» **Working data**
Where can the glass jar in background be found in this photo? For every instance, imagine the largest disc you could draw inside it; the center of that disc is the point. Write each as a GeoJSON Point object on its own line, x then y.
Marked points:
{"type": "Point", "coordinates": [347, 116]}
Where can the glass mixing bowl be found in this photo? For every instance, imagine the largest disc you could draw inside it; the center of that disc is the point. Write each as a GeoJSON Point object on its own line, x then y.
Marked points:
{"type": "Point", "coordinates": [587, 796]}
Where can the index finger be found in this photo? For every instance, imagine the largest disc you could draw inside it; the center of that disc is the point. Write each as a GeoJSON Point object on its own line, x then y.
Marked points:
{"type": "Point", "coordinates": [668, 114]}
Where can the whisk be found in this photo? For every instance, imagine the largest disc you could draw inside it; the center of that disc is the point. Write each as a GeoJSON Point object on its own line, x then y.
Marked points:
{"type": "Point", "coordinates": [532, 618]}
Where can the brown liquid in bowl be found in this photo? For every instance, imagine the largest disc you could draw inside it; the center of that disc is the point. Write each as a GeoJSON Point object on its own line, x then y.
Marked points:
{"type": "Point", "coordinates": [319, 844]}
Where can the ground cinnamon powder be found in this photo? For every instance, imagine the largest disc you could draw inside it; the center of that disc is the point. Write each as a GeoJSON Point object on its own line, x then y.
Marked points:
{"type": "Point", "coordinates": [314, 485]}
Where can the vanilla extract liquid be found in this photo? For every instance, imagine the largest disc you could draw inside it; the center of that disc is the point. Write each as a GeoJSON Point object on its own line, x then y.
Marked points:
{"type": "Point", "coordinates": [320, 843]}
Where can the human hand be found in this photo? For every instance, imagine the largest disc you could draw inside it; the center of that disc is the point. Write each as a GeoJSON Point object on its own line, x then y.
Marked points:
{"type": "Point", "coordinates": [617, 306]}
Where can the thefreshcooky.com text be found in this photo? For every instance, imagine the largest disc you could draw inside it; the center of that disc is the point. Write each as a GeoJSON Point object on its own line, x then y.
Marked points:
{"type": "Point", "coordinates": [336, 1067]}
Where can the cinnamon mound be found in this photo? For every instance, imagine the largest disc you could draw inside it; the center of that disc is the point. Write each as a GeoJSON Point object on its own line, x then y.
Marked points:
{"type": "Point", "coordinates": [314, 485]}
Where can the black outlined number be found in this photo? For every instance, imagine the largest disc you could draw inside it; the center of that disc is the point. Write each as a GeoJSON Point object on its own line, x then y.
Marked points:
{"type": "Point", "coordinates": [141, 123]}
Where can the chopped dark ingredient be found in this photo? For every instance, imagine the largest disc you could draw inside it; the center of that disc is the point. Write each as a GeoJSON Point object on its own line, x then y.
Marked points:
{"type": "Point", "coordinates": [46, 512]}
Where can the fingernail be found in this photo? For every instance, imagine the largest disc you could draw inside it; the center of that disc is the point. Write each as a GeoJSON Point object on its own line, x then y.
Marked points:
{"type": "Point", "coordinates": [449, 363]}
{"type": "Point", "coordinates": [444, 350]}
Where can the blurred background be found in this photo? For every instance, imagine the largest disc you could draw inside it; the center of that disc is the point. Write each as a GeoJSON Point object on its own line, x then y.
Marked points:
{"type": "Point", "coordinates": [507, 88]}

» **Instruction**
Reproduce each line of the material above precisely.

» **Answer in full**
Where can the glass jar in background be found in this photo? For every instance, imagine the largest disc you could draw inside it; the center of that disc is the point. Write each as a GeoJSON Point object on its own line, x then y.
Marked points:
{"type": "Point", "coordinates": [347, 116]}
Where can the glass mixing bowl be found in this photo? For every instance, imagine the largest disc you could draw inside it; the center of that disc is the point. Write each as a GeoJSON Point object on its own line, x then y.
Marked points:
{"type": "Point", "coordinates": [587, 796]}
Where can the index finger be found in this photo? For every instance, imagine the largest disc you could draw inside it; the center of that disc is the point. Write each as a GeoJSON Point object on its own line, x then y.
Marked points:
{"type": "Point", "coordinates": [668, 114]}
Where can the whisk be found in this photo? For every instance, imagine the largest disc you could draw inside it; the center of that disc is the point. Write each as a GeoJSON Point object on its own line, x then y.
Marked points:
{"type": "Point", "coordinates": [532, 618]}
Where can the brown liquid in bowl be found in this photo? For every instance, imagine the largest disc you could draw inside it; the center of that disc is the point. Write each as a GeoJSON Point object on its own line, x then y.
Marked points:
{"type": "Point", "coordinates": [319, 844]}
Where can the ground cinnamon powder be found in this photo? For every instance, imagine the largest disc you could draw inside it; the center of that disc is the point. Write each as a GeoJSON Point object on its own line, x then y.
Marked points:
{"type": "Point", "coordinates": [314, 485]}
Where can the vanilla extract liquid be found in this photo? For every instance, imagine the largest disc you could draw inside it; the center of that disc is the point. Write each as a GeoJSON Point object on its own line, x then y.
Marked points:
{"type": "Point", "coordinates": [320, 843]}
Where can the human hand be found in this photo? For every instance, imagine the largest disc you could draw inside it; the center of that disc is the point. Write each as a GeoJSON Point object on its own line, x then y.
Marked points:
{"type": "Point", "coordinates": [617, 306]}
Where can the thefreshcooky.com text be found in this photo? For every instance, imagine the largest disc you could draw inside it; the center of that disc is the point. Write each as a GeoJSON Point object on its own line, x then y.
Marked points:
{"type": "Point", "coordinates": [336, 1067]}
Where can the cinnamon mound be found in this photo? For every instance, imagine the largest disc you could draw inside it; the center of that disc is the point. Write each as a GeoJSON Point object on its own line, x then y.
Marked points:
{"type": "Point", "coordinates": [314, 485]}
Where can the black outlined number be found in this photo? For every instance, imagine the largest disc you could draw inside it; the center of that disc is the point. Write each as a GeoJSON Point object on its own line, x then y.
Marked points:
{"type": "Point", "coordinates": [141, 123]}
Where can the chopped dark ingredient be found in this photo? For every instance, imagine the largest disc you could draw inside it; the center of that disc is the point. Write each as a GeoJSON Point object on its own line, x then y.
Marked points:
{"type": "Point", "coordinates": [46, 512]}
Where can the fingernail be found in this photo? For every instance, imagine the largest disc you could draw inside it; the center of that disc is the point. Write each as a GeoJSON Point object on its own line, x then y.
Marked points:
{"type": "Point", "coordinates": [449, 363]}
{"type": "Point", "coordinates": [444, 350]}
Where can the blurred background be found in this photo? For every instance, imagine the largest disc you could draw inside it; the center of that disc is the point. Write each as a GeoJSON Point object on its own line, x then y.
Marked points:
{"type": "Point", "coordinates": [507, 88]}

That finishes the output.